- Text excerpt
PicturePicture by ronymichaud via Pixabay
Lies of Reputation: Welfare and the Need for Esteem
By Heath Shive


In 2006, two researchers named Cesar Martinelli and Susan W. Parker published a study on the Mexican welfare program Opportunidades. 

Martinelli and Parker analyzed data from more than one hundred thousand applicants (about 10% of the applicants in the year 2002).

Not surprising, some of the applicants lied. 

What is surprising is how they lied and why.   

And it will either move your heart to disdain or pity…or both.

Those Damn Cheaters

The Opportunidades program has a cash benefit that is equal to about 25% of the average applicant’s annual expenditures.  There’s an obvious economic incentive for people to be on this program…and also incentive to lie to get on the program.

Applicants had to answer questions about the amount of property they owned and the quality of their home.  Many people lied about certain “luxury” items they had.

For example, 83% of the applicants who had cars lied and said that they didn’t have cars.  Also, 73% of the applicants who owned a phone said they didn’t.

They obviously were lying on the questionnaire.  They wanted to look poorer in order to receive the benefits.

But some applicants lied in a more heart-wrenching way.

- Required tasks
(a) In the article on welfare lies, rewrite the passage starting with "And it will" and going on through "more heart-wrenching way.", swapping "phone" for "telephone".
(b) According to the article on welfare lies, what share of the applicants who had cars said they didn't have cars?

[Lines of data]
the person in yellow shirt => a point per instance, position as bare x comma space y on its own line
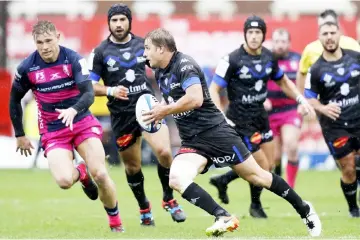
314, 49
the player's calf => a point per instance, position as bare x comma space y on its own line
253, 173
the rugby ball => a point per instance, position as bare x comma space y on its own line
145, 104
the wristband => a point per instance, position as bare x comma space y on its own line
300, 99
110, 91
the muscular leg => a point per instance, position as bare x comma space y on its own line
256, 209
277, 155
164, 155
253, 173
290, 138
61, 167
92, 151
348, 182
131, 158
183, 171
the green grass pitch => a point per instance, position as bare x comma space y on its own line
32, 206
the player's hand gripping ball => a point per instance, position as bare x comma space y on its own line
144, 104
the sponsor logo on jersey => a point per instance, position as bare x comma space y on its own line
340, 142
346, 102
124, 140
223, 159
186, 150
256, 138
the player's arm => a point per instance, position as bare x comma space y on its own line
21, 85
96, 68
192, 99
289, 88
87, 96
304, 66
220, 81
80, 73
331, 110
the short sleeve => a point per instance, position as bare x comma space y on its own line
312, 84
95, 65
79, 68
304, 63
277, 73
224, 71
21, 80
189, 74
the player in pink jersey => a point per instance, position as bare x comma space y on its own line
285, 122
58, 77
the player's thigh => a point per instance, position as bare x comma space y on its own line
348, 167
92, 151
277, 149
160, 144
184, 169
268, 150
290, 136
60, 161
261, 159
251, 171
131, 156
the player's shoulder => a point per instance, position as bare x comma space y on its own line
185, 62
348, 40
317, 65
352, 53
71, 54
314, 46
266, 51
102, 46
137, 38
294, 56
28, 63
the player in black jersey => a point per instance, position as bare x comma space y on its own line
333, 87
245, 73
206, 137
119, 62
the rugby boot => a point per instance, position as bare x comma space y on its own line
222, 225
256, 211
175, 210
312, 221
146, 218
222, 189
87, 183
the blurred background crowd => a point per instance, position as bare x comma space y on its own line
204, 29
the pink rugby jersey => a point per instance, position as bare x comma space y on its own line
280, 102
54, 85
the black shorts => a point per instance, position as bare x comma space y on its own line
220, 145
255, 132
341, 142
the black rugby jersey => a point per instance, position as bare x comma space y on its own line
181, 73
245, 76
337, 82
121, 64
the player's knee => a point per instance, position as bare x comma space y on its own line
100, 176
349, 173
132, 168
165, 156
179, 182
260, 178
291, 151
65, 182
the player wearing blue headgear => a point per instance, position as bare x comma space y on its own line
119, 62
245, 73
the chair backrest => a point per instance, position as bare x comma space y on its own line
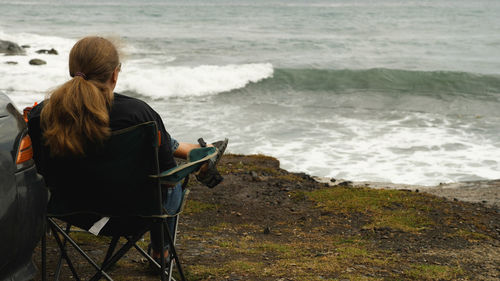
114, 179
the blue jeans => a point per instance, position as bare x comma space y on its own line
171, 203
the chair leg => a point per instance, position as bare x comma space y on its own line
56, 228
119, 254
174, 238
162, 246
111, 249
174, 254
44, 253
59, 261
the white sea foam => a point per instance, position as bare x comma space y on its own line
152, 77
181, 81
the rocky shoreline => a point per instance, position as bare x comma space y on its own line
486, 191
265, 223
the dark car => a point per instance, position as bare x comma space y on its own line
23, 196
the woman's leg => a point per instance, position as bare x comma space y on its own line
172, 205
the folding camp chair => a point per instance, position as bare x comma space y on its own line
119, 181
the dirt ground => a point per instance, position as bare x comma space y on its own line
264, 223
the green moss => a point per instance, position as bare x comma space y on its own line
386, 208
470, 236
435, 272
194, 206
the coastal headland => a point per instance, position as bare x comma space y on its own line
265, 223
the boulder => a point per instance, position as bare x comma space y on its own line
50, 52
37, 62
10, 48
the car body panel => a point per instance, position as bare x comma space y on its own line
23, 199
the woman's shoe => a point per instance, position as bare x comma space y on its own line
209, 176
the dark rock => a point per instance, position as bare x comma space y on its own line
50, 52
10, 48
267, 230
346, 183
37, 62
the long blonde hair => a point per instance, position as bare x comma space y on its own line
77, 113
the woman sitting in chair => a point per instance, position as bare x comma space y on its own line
84, 111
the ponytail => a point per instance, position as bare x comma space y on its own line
77, 113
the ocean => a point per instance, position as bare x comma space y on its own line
370, 90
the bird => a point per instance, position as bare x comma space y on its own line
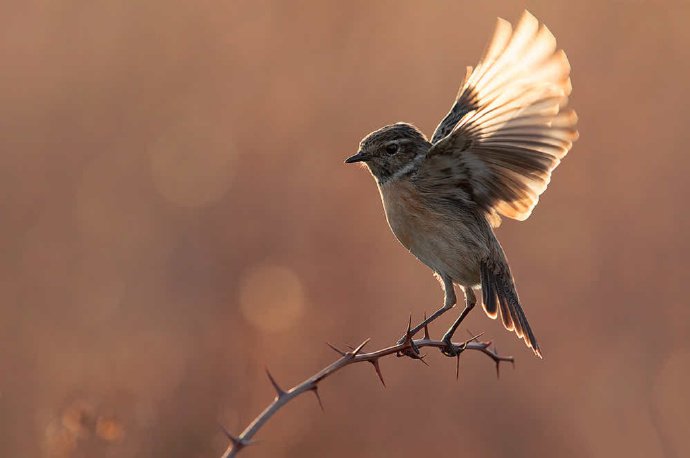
491, 157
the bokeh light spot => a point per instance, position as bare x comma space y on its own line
271, 298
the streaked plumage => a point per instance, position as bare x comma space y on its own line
491, 156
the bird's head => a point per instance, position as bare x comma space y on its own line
392, 151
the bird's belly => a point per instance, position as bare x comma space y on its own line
441, 241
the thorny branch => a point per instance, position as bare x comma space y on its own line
408, 346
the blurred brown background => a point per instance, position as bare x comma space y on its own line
176, 216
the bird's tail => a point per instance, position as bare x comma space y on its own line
498, 290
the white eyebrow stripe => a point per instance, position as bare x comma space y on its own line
404, 170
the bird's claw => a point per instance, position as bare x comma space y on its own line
451, 349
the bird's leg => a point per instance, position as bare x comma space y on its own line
470, 302
449, 301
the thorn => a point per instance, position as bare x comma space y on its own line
318, 398
426, 329
279, 390
421, 358
340, 352
377, 368
358, 349
474, 338
237, 442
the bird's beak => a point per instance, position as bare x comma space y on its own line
359, 157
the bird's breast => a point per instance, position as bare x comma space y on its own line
445, 241
408, 217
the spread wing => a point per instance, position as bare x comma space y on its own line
508, 128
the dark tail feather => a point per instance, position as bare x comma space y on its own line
498, 289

- Results of the exercise
(a)
And it will either move your heart to disdain or pity…or both.

Those Damn Cheaters

The Opportunidades program has a cash benefit that is equal to about 25% of the average applicant’s annual expenditures.  There’s an obvious economic incentive for people to be on this program…and also incentive to lie to get on the program.

Applicants had to answer questions about the amount of property they owned and the quality of their home.  Many people lied about certain “luxury” items they had.

For example, 83% of the applicants who had cars lied and said that they didn’t have cars.  Also, 73% of the applicants who owned a telephone said they didn’t.

They obviously were lying on the questionnaire.  They wanted to look poorer in order to receive the benefits.

But some applicants lied in a more heart-wrenching way.

(b) 83%